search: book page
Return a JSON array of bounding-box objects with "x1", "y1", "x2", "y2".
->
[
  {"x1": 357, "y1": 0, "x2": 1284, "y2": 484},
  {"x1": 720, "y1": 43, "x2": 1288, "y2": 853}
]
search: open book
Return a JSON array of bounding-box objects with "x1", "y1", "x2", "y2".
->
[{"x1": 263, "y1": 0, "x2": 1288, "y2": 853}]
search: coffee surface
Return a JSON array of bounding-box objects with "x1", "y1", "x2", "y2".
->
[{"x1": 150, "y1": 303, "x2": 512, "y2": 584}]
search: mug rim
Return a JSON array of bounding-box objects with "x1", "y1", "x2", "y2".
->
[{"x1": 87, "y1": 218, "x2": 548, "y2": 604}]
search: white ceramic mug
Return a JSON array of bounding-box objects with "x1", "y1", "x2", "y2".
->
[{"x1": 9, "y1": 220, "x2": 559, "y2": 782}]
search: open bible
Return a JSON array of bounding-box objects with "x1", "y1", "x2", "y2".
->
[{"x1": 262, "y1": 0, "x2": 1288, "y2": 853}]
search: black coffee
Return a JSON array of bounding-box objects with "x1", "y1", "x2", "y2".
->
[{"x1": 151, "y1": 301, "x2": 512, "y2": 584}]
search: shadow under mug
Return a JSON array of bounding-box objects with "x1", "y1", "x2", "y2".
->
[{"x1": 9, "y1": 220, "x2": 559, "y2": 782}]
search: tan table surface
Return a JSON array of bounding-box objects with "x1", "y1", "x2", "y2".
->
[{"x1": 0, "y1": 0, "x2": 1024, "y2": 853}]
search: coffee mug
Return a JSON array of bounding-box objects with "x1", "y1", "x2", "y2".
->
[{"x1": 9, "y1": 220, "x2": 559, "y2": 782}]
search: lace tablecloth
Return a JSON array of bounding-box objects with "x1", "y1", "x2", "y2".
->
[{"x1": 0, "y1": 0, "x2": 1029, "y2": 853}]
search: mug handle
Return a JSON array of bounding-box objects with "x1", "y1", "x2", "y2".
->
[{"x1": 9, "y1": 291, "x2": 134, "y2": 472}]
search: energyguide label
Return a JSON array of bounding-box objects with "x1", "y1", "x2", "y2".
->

···

*TASK BRIEF*.
Render every line of the records above as a Markdown table with the columns Row and Line, numbering the rows in order and omitting blank lines.

*OUTPUT*.
| Row | Line |
|---|---|
| 1 | search: book page |
| 2 | Return a JSON array of bounding-box objects with "x1", "y1", "x2", "y2". |
| 3 | -> |
| 4 | [ |
| 5 |   {"x1": 357, "y1": 0, "x2": 1284, "y2": 484}, |
| 6 |   {"x1": 720, "y1": 43, "x2": 1288, "y2": 853} |
| 7 | ] |
| 8 | search: open book |
| 9 | Return a JSON array of bounding-box objects with "x1", "y1", "x2", "y2". |
| 10 | -> |
| 11 | [{"x1": 263, "y1": 0, "x2": 1288, "y2": 853}] |
| 12 | search: coffee surface |
| 13 | Return a JSON array of bounding-box objects with "x1", "y1", "x2", "y2". |
| 14 | -> |
| 15 | [{"x1": 150, "y1": 303, "x2": 512, "y2": 584}] |
| 16 | search: mug rim |
| 17 | Return a JSON array of bounding-box objects with "x1", "y1", "x2", "y2". |
| 18 | -> |
| 19 | [{"x1": 87, "y1": 218, "x2": 548, "y2": 604}] |
| 20 | search: white ceramic mug |
| 21 | Return a JSON array of bounding-box objects with "x1", "y1", "x2", "y2". |
| 22 | -> |
| 23 | [{"x1": 9, "y1": 220, "x2": 559, "y2": 782}] |
| 24 | search: open bible |
| 25 | Return a JSON array of bounding-box objects with "x1", "y1", "x2", "y2". |
| 26 | -> |
| 27 | [{"x1": 262, "y1": 0, "x2": 1288, "y2": 853}] |
| 28 | search: black coffee |
| 29 | Return a JSON array of bounding-box objects with "x1", "y1", "x2", "y2". |
| 30 | -> |
| 31 | [{"x1": 151, "y1": 301, "x2": 512, "y2": 584}] |
| 32 | search: shadow under mug |
| 33 | Return a JSON array of bounding-box objects with "x1", "y1", "x2", "y2". |
| 34 | -> |
| 35 | [{"x1": 9, "y1": 220, "x2": 559, "y2": 782}] |
| 36 | search: tan table surface |
| 37 | Return a JSON array of bounding-box objects with "x1", "y1", "x2", "y2". |
| 38 | -> |
| 39 | [{"x1": 0, "y1": 0, "x2": 1024, "y2": 853}] |
| 40 | search: coffee mug |
| 41 | Return a JSON array of bounding-box objects with "x1", "y1", "x2", "y2". |
| 42 | -> |
| 43 | [{"x1": 9, "y1": 220, "x2": 559, "y2": 782}] |
| 44 | search: lace tablecloth |
| 45 | Return a JSON array of bounding-box objects with "x1", "y1", "x2", "y2". |
| 46 | -> |
| 47 | [{"x1": 0, "y1": 0, "x2": 1029, "y2": 853}] |
| 48 | search: mug handle |
| 49 | Return a JSON array of bounding-box objects with "x1", "y1", "x2", "y2". |
| 50 | -> |
| 51 | [{"x1": 9, "y1": 291, "x2": 134, "y2": 472}] |
| 52 | search: energyguide label |
| 53 | Return a JSON array of bounding-box objects with "x1", "y1", "x2", "y2". |
| 54 | -> |